Problem to work on
Omit every image, and transcribe the remaining entries exactly as given.

Referring expression data
====

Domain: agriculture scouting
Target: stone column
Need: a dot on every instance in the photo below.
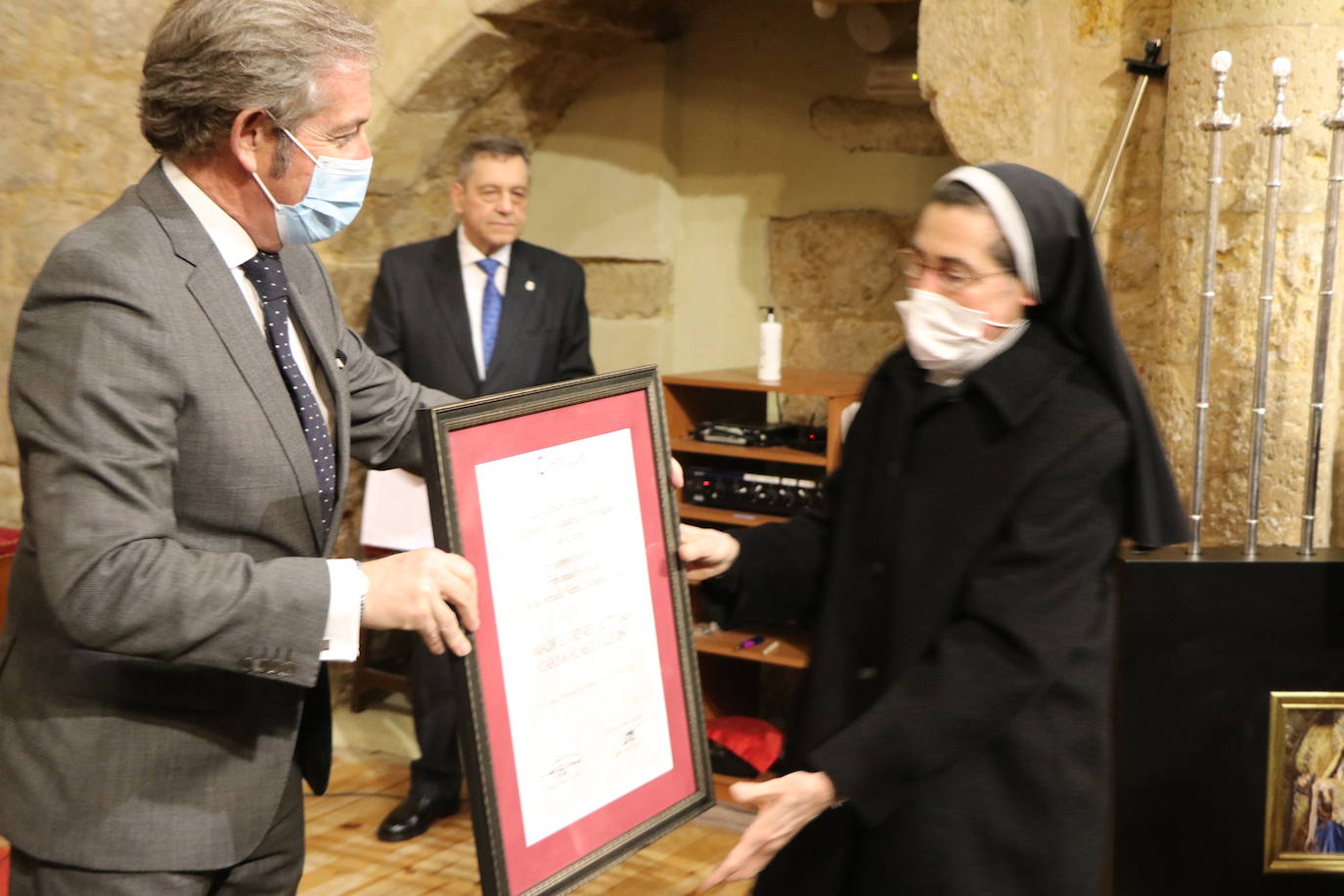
(1309, 32)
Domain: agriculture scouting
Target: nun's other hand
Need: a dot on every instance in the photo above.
(784, 806)
(706, 553)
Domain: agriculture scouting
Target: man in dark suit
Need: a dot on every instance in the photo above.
(186, 398)
(471, 313)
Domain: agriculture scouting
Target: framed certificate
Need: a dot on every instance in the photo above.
(585, 738)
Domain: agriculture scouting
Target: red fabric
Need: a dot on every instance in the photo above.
(755, 740)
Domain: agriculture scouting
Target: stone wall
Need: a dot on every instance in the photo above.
(1042, 82)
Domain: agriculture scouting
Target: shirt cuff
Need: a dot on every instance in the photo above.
(349, 586)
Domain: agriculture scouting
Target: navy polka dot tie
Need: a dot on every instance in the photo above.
(491, 305)
(268, 276)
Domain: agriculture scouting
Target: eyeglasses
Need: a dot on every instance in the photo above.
(955, 277)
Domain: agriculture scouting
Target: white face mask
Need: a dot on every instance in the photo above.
(946, 336)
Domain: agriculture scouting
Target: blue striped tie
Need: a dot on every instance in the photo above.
(268, 276)
(491, 305)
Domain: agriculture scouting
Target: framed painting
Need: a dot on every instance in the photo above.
(585, 738)
(1304, 805)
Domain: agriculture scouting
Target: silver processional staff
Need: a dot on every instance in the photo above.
(1322, 312)
(1215, 125)
(1276, 128)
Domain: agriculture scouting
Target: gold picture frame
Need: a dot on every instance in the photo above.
(1304, 794)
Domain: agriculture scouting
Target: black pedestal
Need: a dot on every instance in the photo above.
(1200, 647)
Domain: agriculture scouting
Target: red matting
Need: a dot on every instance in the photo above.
(528, 866)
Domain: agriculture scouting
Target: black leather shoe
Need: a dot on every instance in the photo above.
(413, 816)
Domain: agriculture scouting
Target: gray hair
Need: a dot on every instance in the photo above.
(208, 60)
(495, 146)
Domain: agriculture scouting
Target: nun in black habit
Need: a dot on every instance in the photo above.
(952, 730)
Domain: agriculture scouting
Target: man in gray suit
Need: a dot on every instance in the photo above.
(449, 324)
(186, 398)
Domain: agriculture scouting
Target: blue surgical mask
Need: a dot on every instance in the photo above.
(333, 201)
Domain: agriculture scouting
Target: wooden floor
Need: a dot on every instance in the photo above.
(345, 857)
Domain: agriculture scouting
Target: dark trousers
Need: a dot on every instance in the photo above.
(438, 771)
(273, 867)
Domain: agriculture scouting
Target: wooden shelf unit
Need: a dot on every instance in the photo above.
(730, 676)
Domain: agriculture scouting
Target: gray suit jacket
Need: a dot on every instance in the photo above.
(168, 598)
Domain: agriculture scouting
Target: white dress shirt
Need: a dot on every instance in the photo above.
(473, 285)
(348, 583)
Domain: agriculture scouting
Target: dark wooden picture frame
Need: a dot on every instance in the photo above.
(1305, 784)
(535, 432)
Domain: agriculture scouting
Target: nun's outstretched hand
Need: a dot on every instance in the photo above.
(706, 553)
(784, 806)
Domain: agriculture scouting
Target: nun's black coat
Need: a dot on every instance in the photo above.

====

Answer section
Domain: agriculture scouting
Target: stone column
Need: a dot on every instance in the photo below.
(1309, 32)
Domain: agriculture scouting
Target: nun's other hand
Need: a dot on every instance in the photo above.
(784, 806)
(706, 553)
Domain: agriculture scouting
Target: man in dark suit
Need: a dot on every instance in the photo above.
(186, 398)
(471, 313)
Domain: agriculture scouting
Target: framed certificate
Need: a dot on every instance in the photo above.
(585, 738)
Domain: agriculture scouting
Target: red fabric
Need: a dot on every instance in the photo above.
(755, 740)
Domain: agriculture scouting
Target: stone wall
Need: a dot on every instance in the photo above.
(1042, 82)
Domain: agriculture scouting
Target: shirt cuff
Need: a dot on every instance in the photo above.
(349, 586)
Domain: agriculture scouting
Target: navy polka dot tie
Need: a dot on every instance in the photo above.
(491, 305)
(268, 276)
Domain: agriculture scouting
Target: eyeglasses
Need: a dot on every instance in the photo above.
(955, 277)
Domain: agriculture scouting
Target: white face mask
Need: a dot on every instance in the photo above.
(946, 336)
Domain: agriculture scouting
Target: blue striped tie
Need: a dot on every instance in the photo above.
(268, 276)
(491, 305)
Domain: agriculture scouting
Target: framed painting
Need: a dot on every instance in the photo above.
(585, 738)
(1304, 805)
Domain: agriculture scouting
Target: silver processional staff
Need: a dot on every instance in the photo above.
(1322, 312)
(1215, 125)
(1276, 128)
Domain: agriculture scouting
Target: gold picture frame
Need: a dot on every instance in the photo above.
(1304, 794)
Domain: agriculture scouting
Target: black pedestal
Need: a dot on every instance in the photo above.
(1200, 647)
Domain: agriculture scouting
Target: red matting
Need: a dot on every instance in the photo above.
(528, 866)
Domain: agriculture scouting
Target: black leather shoe
Need: a dot on every instance in the photo above.
(413, 816)
Domain: agriculture scouting
Target: gray hair
Need: a dot on every instance in the photo above.
(208, 60)
(495, 146)
Domain: agriculture scouting
Target: nun in black habit
Need: a dot on every instance in the photo above.
(952, 730)
Domain: agriculture scouting
Target: man in gray suit
Need: a dot on every instance in the photo above.
(449, 324)
(186, 398)
Domain: agriculture scouting
Target: blue surgical mask
Need: a dot on every instance in the photo above.
(333, 201)
Domain: agriculture scouting
Target: wooden floor
Need: a dot on every instance in the photo above.
(345, 857)
Domain: agriculture scouting
Target: dark trousers
Need: a dot on every instance in the photo above.
(438, 771)
(273, 867)
Domain: agriculture scouting
Target: wooden shelf unit
Need: a dot on every instance in the photo above.
(730, 676)
Domain: agriculture scouting
Target: gray suit jacket
Need: a dot on every instance in the photo above.
(168, 598)
Domain: agriculture scouting
Target: white dress shirt
Need: a dot on every instance in the photo above.
(473, 285)
(348, 583)
Domain: agriculture scouting
Target: dark wooden picture frame
Need: a dot on every instance in the photo above.
(1305, 784)
(535, 432)
Domain: agriculture scouting
Target: nun's outstretched hand
Need: a dot on every instance in the photo above.
(706, 553)
(784, 806)
Domain: agriculture scouting
Target: nun's black coat
Need: a dot on every instance in the photo above.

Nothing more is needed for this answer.